## GOAL OF THE EXERCISE
Reproduce every item that follows word for word.

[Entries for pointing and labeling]
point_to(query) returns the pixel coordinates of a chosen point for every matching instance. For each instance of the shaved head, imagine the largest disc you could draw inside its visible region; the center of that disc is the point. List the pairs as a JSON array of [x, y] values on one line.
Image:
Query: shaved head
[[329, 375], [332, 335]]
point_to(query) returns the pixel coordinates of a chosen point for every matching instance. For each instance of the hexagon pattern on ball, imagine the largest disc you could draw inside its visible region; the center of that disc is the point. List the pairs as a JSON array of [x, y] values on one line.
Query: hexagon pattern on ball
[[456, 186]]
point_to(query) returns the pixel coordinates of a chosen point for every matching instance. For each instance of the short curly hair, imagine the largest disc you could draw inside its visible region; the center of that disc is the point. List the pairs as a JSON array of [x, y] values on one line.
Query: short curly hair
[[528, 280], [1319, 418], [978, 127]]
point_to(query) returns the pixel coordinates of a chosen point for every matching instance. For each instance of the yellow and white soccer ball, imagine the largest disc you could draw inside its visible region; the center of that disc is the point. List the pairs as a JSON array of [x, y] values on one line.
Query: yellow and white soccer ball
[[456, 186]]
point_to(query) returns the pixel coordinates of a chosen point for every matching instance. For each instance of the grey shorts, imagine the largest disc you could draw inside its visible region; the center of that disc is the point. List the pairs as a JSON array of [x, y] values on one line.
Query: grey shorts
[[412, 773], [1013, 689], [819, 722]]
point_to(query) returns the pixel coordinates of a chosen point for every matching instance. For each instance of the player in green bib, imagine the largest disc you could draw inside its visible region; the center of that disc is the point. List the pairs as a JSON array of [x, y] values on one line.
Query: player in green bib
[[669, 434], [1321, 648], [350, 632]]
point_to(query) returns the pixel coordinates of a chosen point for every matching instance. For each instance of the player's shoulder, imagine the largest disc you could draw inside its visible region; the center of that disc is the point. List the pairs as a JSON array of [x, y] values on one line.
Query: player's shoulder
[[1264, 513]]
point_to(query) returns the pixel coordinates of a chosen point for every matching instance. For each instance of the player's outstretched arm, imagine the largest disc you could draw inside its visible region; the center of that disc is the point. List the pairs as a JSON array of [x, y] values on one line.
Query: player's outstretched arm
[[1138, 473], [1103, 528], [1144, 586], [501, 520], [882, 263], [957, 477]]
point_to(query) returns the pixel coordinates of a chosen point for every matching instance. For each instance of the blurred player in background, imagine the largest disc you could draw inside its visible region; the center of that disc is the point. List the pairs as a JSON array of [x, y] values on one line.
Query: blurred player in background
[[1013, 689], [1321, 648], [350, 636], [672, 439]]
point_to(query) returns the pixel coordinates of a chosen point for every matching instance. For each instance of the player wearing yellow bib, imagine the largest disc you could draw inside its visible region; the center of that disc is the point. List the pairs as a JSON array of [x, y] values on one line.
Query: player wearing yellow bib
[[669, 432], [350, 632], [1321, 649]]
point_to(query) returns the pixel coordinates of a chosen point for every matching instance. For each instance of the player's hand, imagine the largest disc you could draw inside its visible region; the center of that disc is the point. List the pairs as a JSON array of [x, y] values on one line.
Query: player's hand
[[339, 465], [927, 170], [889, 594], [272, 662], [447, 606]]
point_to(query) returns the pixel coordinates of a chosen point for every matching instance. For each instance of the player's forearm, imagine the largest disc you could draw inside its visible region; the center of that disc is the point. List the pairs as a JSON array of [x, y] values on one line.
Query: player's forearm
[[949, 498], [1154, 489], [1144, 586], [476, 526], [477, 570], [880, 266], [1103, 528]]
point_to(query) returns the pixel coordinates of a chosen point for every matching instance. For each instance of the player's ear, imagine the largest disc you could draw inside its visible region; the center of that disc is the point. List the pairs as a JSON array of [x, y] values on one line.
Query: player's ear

## RESPONSE TO THIS TASK
point_to(query) returns the pixel coordinates of a chosen point for every matching instance. For each instance of the shaved head, imagine the largest disc you could draw inside its visible region; the center of that disc is the point. List the pairs as a JSON array of [x, y] values on one line.
Image:
Query: shaved head
[[329, 375], [332, 335]]
point_to(query) returns the pixel coordinates of a chosen point for every matching instance. For each instance of the hexagon pattern on ball, imagine the largest disc you could draw inside its visible region; the center of that disc is the point. List the pairs as a JSON array of [x, y] values on one line.
Query: hexagon pattern on ball
[[456, 186]]
point_to(query) returns the pixel coordinates of a chosen point for every matching instance. For each instance of the short curly hair, imagine the largest disc you could draw inside its visible region; the center of that disc is the point. List the pairs as a JSON array of [x, y] values on one line.
Query: short curly hair
[[528, 280], [1319, 418], [978, 127]]
point_to(query) returns the pixel coordinates of a chosen point for every matching instance. For each instance of the yellow and white soccer ball, imagine the largest disc you could draw inside its visible region; the center of that disc is the point. List the pairs as a JSON array of [x, y] values on one line.
Query: yellow and white soccer ball
[[456, 186]]
point_to(query) returns the pixel coordinates of a chosen point for every matching instance. For each instance of the grey shorts, imagine the largest disc you could draw inside its visible region; the center of that disc is the point. List the pairs as a JSON array of [x, y] values on one line.
Query: grey shorts
[[412, 773], [1013, 689], [819, 722]]
point_to(query) returns the pixel coordinates of a chosen point for every matching instance. For each instance of the player in green bib, imagine the largest disc you could draw inside its visible region; the center of that disc is the point. List the pairs as a JSON array of [x, y] values on one line.
Query: player in green bib
[[669, 434], [1321, 648], [350, 632]]
point_to(query) returns the pixel coordinates of a chosen point for every matching instance. For each instance of the player's shoulder, imagine the largest disc you could draw inside its visible region; the center of that disc is the point. List the pairs as a JSON array of [x, y] values on one line.
Query: player's shoulder
[[1264, 513]]
point_to(query) returns the pixel coordinates of a chosen point for every matching instance. For each instance of the player's outstretched arm, imagine the largest disc you could draw inside its visible region; the center of that disc is the point. List the pairs as a JSON array of [x, y] values on one line.
Query: player's outstretched arm
[[1138, 473], [1103, 528], [1144, 586], [501, 520], [882, 263], [957, 477]]
point_to(query) returns the pixel coordinates of a chosen point for every matching instance. For each instance of the blurred player in background, imagine the largest disc you could draw inside its visible region; the center of that disc is the point. List the pairs as a JSON array of [x, y] values on one line.
Query: blurred player in background
[[1013, 689], [1321, 648], [350, 636], [672, 439]]
point_to(query) returns the pixel coordinates of a chosen point for every matching instance. For each instance of the player wearing yellow bib, imagine the largest disc you could draw inside its visible region; the center of that disc is the point. List the pairs as a JSON array of [x, y] values on one line.
Query: player wearing yellow bib
[[669, 432], [350, 632], [1321, 649]]
point_to(query) returns the pixel coordinates of a chosen point for every matching instance. For each instance of the player's hand, imagine the largest disc you could draw inside its visible region; the center of that disc is the point. List the pairs as a JSON array of [x, y] values on one line.
Query: player's hand
[[339, 465], [927, 170], [889, 594], [272, 662], [447, 606]]
point_to(query) returns the pixel coordinates of a chosen point for every matching instance. For each instance of the player's forearm, imagine the largest disc you could draw inside its visible region; the center of that disc is the point. List the pairs as a JSON array of [x, y] values on one line.
Query: player's forearm
[[949, 498], [1154, 489], [1144, 586], [476, 526], [477, 570], [880, 266], [1103, 528]]
point_to(query) returns the pixel coordinates of a chosen point for every matching instance. For each instance of the player's ear, imagine the largest disc you could draw inside its visible region; the center of that disc is the point. List the pairs as a JSON array of [x, y] values on one line.
Query: player's ear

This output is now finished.